Records drawn from a dataset
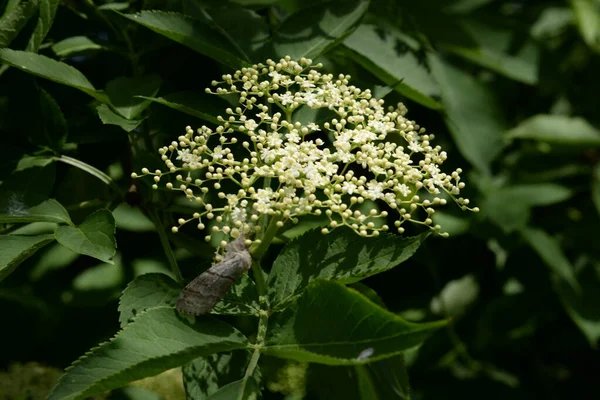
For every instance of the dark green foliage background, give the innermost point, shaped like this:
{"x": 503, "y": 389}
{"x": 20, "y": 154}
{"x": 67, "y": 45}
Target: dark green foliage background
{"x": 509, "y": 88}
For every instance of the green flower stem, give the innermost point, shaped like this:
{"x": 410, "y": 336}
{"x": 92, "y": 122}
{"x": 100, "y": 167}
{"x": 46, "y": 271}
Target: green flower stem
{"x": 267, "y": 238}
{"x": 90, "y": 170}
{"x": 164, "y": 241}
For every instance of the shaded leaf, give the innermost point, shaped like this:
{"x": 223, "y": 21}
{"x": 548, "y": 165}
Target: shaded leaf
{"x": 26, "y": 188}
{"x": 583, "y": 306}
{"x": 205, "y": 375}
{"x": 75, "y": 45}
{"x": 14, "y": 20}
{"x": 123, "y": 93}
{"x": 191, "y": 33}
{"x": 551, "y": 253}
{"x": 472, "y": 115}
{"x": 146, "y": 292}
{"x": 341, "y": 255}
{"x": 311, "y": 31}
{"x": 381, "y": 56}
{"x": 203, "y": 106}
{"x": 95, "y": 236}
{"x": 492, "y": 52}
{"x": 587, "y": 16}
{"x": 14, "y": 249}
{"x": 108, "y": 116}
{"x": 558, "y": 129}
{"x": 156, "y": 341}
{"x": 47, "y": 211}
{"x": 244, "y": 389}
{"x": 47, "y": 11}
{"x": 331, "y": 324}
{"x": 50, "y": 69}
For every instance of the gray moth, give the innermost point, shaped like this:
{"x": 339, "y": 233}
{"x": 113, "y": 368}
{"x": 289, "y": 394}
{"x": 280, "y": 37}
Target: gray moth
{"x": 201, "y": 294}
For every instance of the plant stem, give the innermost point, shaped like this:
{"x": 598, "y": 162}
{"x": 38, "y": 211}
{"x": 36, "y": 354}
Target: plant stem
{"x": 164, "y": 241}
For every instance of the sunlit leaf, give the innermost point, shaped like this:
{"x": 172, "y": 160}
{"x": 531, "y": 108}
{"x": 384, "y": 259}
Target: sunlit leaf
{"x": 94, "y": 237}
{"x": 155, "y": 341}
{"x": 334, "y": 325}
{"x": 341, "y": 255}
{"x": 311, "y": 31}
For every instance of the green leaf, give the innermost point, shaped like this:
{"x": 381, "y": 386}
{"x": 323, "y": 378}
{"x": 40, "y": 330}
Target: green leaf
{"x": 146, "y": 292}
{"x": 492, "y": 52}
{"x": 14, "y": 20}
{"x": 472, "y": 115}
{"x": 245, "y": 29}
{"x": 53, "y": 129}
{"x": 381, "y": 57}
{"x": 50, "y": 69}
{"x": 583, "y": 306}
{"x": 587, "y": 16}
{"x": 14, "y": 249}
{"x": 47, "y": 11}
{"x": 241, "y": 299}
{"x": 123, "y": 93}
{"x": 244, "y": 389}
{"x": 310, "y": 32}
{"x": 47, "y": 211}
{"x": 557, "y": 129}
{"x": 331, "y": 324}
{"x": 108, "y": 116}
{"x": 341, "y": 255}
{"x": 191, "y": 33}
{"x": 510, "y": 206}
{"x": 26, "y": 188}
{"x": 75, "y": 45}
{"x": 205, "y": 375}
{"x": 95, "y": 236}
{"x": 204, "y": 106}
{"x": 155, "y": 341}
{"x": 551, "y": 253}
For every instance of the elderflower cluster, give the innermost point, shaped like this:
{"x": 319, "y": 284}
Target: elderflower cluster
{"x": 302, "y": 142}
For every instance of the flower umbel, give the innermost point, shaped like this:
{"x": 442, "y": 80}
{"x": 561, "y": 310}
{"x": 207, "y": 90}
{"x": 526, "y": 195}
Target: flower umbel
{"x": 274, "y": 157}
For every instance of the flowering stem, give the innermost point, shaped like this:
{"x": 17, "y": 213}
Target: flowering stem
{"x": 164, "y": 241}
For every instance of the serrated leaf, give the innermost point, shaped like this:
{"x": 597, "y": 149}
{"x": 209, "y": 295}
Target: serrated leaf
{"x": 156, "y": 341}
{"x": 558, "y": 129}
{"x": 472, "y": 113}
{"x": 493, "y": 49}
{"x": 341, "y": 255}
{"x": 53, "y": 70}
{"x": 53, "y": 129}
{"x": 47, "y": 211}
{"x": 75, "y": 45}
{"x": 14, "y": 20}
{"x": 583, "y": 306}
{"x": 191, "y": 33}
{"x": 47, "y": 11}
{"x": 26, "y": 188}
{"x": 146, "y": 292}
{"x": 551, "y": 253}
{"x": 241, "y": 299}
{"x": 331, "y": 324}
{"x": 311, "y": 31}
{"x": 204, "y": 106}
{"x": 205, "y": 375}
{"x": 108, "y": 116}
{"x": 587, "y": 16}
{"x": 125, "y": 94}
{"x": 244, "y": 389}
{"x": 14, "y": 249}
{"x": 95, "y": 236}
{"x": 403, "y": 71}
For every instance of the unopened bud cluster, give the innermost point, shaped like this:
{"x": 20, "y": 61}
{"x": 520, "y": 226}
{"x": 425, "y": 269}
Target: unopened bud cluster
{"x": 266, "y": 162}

■ **WHAT TO PRODUCE**
Your answer must be an exact copy of the records above, with every picture left out.

■ **EXPECTED ANSWER**
For every instance of the dark green foliage background, give the innermost point, shaped like this:
{"x": 503, "y": 389}
{"x": 20, "y": 154}
{"x": 67, "y": 45}
Target: dark green foliage background
{"x": 509, "y": 88}
For every instance of the green flower stem, give the innermost point, shaped like this:
{"x": 410, "y": 336}
{"x": 92, "y": 122}
{"x": 100, "y": 167}
{"x": 46, "y": 271}
Target: green flower stem
{"x": 267, "y": 238}
{"x": 90, "y": 170}
{"x": 164, "y": 241}
For every instance of the shaded leaf, give the innermost point, shaped like this:
{"x": 223, "y": 21}
{"x": 548, "y": 165}
Target: shaded leaf
{"x": 26, "y": 188}
{"x": 583, "y": 306}
{"x": 205, "y": 375}
{"x": 75, "y": 45}
{"x": 14, "y": 20}
{"x": 123, "y": 93}
{"x": 191, "y": 33}
{"x": 551, "y": 253}
{"x": 472, "y": 115}
{"x": 146, "y": 292}
{"x": 341, "y": 255}
{"x": 311, "y": 31}
{"x": 381, "y": 56}
{"x": 203, "y": 106}
{"x": 95, "y": 236}
{"x": 492, "y": 52}
{"x": 587, "y": 16}
{"x": 14, "y": 249}
{"x": 108, "y": 116}
{"x": 558, "y": 129}
{"x": 156, "y": 341}
{"x": 47, "y": 211}
{"x": 244, "y": 389}
{"x": 47, "y": 11}
{"x": 331, "y": 324}
{"x": 50, "y": 69}
For every instance of the gray moth, give the innermost point, shaped like this:
{"x": 339, "y": 233}
{"x": 113, "y": 368}
{"x": 289, "y": 394}
{"x": 280, "y": 37}
Target: gray moth
{"x": 201, "y": 294}
For every instance of the plant stem, give the innermost point, shaped like this:
{"x": 598, "y": 162}
{"x": 38, "y": 211}
{"x": 36, "y": 354}
Target: plant stem
{"x": 164, "y": 241}
For every instance of the sunlit leaf, give the innermost point, shaped like this:
{"x": 172, "y": 160}
{"x": 531, "y": 108}
{"x": 384, "y": 259}
Target: sunlit leaf
{"x": 94, "y": 237}
{"x": 155, "y": 341}
{"x": 334, "y": 325}
{"x": 341, "y": 255}
{"x": 311, "y": 31}
For every instance of the green leaf, give the innermost point, shaped like this:
{"x": 381, "y": 386}
{"x": 323, "y": 378}
{"x": 40, "y": 330}
Target: green leaf
{"x": 146, "y": 292}
{"x": 492, "y": 52}
{"x": 14, "y": 20}
{"x": 472, "y": 115}
{"x": 245, "y": 29}
{"x": 53, "y": 129}
{"x": 381, "y": 57}
{"x": 50, "y": 69}
{"x": 583, "y": 306}
{"x": 587, "y": 16}
{"x": 14, "y": 249}
{"x": 47, "y": 11}
{"x": 241, "y": 299}
{"x": 123, "y": 93}
{"x": 244, "y": 389}
{"x": 310, "y": 32}
{"x": 47, "y": 211}
{"x": 557, "y": 129}
{"x": 331, "y": 324}
{"x": 108, "y": 116}
{"x": 341, "y": 255}
{"x": 191, "y": 33}
{"x": 510, "y": 206}
{"x": 26, "y": 188}
{"x": 75, "y": 45}
{"x": 205, "y": 375}
{"x": 95, "y": 236}
{"x": 204, "y": 106}
{"x": 155, "y": 341}
{"x": 551, "y": 253}
For every instance of the elderflower cluster, give the innermost point, shaped like this:
{"x": 319, "y": 284}
Target: elderflower cluster
{"x": 302, "y": 142}
For every instance of the flower umbel, give the innermost point, shaped like this:
{"x": 442, "y": 80}
{"x": 561, "y": 310}
{"x": 207, "y": 90}
{"x": 526, "y": 195}
Target: flower umbel
{"x": 274, "y": 157}
For every instance of the flowering stem, give the innermost point, shaped like this:
{"x": 17, "y": 213}
Target: flowering stem
{"x": 164, "y": 241}
For every instance of the serrated leaf, give the innermost point, shaped like this:
{"x": 597, "y": 149}
{"x": 209, "y": 295}
Target: serrated leaf
{"x": 156, "y": 341}
{"x": 558, "y": 129}
{"x": 472, "y": 113}
{"x": 493, "y": 49}
{"x": 341, "y": 255}
{"x": 53, "y": 70}
{"x": 53, "y": 129}
{"x": 47, "y": 211}
{"x": 75, "y": 45}
{"x": 14, "y": 20}
{"x": 583, "y": 306}
{"x": 191, "y": 33}
{"x": 47, "y": 11}
{"x": 26, "y": 188}
{"x": 146, "y": 292}
{"x": 551, "y": 253}
{"x": 241, "y": 299}
{"x": 331, "y": 324}
{"x": 311, "y": 31}
{"x": 204, "y": 106}
{"x": 205, "y": 375}
{"x": 108, "y": 116}
{"x": 587, "y": 16}
{"x": 125, "y": 94}
{"x": 244, "y": 389}
{"x": 14, "y": 249}
{"x": 95, "y": 236}
{"x": 403, "y": 71}
For every instance of the unopened bud cluster, give the innermost point, shaped like this:
{"x": 20, "y": 61}
{"x": 520, "y": 226}
{"x": 425, "y": 269}
Target: unopened bud cluster
{"x": 266, "y": 162}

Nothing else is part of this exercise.